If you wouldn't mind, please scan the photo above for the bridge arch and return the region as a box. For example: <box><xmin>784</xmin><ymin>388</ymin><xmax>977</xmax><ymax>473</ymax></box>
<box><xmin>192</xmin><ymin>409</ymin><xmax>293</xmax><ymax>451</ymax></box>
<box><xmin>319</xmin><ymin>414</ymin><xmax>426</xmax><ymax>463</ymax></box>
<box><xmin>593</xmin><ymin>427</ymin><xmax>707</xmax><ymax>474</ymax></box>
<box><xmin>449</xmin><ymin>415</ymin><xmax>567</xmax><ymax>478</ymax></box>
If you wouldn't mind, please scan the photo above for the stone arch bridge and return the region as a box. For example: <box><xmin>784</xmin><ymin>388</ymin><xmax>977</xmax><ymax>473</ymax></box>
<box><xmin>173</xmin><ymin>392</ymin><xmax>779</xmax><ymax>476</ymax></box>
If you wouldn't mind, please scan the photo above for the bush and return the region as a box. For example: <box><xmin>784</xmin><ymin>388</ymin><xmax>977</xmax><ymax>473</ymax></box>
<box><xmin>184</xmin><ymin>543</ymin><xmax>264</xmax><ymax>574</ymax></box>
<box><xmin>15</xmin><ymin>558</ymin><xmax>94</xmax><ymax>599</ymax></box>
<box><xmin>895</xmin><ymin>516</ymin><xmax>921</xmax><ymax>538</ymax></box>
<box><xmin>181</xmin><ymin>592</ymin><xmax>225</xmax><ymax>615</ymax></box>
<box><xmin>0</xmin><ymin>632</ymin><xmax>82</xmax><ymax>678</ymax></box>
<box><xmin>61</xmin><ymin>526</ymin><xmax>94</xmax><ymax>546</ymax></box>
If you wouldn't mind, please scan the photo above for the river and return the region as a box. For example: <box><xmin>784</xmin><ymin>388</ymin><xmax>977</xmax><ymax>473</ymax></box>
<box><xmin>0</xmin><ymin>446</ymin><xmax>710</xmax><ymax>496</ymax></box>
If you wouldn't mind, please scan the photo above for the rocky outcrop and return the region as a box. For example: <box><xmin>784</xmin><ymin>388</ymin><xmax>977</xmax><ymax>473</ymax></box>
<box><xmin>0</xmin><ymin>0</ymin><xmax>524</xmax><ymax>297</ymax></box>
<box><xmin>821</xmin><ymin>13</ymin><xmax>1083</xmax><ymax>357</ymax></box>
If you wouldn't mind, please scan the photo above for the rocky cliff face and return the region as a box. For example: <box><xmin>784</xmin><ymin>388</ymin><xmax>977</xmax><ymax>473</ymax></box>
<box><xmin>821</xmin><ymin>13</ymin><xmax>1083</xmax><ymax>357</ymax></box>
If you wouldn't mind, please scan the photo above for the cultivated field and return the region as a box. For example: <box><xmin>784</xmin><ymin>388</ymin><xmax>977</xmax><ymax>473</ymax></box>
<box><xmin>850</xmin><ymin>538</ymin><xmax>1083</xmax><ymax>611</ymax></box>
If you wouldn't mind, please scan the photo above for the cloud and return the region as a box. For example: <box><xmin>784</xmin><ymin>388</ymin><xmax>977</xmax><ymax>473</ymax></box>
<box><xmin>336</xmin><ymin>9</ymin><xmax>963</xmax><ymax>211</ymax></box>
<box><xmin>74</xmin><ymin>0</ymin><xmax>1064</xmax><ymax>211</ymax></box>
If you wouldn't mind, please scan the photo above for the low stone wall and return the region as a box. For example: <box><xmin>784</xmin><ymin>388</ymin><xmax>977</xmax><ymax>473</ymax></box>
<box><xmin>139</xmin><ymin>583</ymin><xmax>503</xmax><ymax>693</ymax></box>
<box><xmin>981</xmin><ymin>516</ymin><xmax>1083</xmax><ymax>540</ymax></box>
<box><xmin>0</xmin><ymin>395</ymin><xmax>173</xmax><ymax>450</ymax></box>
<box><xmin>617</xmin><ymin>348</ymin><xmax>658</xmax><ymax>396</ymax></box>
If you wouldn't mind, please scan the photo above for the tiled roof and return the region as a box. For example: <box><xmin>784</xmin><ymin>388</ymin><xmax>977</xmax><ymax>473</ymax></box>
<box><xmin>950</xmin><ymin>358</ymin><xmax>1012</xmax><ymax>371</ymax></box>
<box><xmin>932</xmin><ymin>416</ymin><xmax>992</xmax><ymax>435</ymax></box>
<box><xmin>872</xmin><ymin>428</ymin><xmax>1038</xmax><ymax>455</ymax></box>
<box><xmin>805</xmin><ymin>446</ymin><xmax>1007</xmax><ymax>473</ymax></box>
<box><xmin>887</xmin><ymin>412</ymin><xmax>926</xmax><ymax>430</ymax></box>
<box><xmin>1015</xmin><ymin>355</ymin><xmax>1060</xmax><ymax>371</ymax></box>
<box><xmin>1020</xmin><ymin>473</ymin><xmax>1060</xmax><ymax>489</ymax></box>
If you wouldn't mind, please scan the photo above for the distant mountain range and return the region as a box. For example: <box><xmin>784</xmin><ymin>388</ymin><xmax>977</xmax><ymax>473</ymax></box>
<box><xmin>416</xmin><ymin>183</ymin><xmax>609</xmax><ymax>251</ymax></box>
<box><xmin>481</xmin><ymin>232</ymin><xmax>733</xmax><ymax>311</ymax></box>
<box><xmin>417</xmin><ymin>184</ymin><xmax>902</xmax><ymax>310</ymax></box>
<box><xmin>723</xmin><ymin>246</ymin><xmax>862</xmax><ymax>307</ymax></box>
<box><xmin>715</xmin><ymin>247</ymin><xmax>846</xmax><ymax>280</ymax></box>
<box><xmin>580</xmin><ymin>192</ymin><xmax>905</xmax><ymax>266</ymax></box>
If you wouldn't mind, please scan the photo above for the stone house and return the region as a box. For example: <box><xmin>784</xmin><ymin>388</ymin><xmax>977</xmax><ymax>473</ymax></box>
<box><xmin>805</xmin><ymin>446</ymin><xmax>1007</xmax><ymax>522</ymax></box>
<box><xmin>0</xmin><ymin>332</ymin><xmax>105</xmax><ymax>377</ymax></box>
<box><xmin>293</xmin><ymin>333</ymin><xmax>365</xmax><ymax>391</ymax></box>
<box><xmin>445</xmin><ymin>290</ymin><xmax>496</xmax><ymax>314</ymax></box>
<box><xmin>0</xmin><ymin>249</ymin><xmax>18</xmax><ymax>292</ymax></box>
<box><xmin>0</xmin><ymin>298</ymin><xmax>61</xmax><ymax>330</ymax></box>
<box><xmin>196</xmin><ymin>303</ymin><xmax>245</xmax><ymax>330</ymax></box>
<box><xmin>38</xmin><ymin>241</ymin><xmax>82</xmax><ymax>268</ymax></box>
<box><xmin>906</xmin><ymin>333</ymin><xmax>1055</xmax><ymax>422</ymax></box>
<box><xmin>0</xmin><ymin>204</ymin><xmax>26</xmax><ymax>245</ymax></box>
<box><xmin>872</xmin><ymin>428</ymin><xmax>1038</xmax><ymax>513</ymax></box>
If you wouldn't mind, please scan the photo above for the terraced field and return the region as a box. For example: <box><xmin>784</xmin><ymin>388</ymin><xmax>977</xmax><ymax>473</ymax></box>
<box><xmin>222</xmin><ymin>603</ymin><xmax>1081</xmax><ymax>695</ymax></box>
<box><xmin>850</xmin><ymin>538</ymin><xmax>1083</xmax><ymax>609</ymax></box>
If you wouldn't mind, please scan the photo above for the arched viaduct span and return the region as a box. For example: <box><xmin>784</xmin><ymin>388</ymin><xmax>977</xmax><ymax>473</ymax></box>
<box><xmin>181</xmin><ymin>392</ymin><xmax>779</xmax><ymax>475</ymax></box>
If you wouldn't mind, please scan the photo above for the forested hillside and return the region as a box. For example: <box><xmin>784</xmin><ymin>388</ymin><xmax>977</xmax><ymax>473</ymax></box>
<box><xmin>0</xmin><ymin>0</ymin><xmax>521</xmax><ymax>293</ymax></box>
━━━━━━━━━━
**Your instructions:**
Please give back, word for word, the lines of the material from the line containing "for the forested" up to and including its last line.

**Response:**
If you wouldn't mind, please scan the photo above for the forested hillside and return the region as a box. For example: <box><xmin>784</xmin><ymin>388</ymin><xmax>977</xmax><ymax>473</ymax></box>
<box><xmin>0</xmin><ymin>0</ymin><xmax>521</xmax><ymax>293</ymax></box>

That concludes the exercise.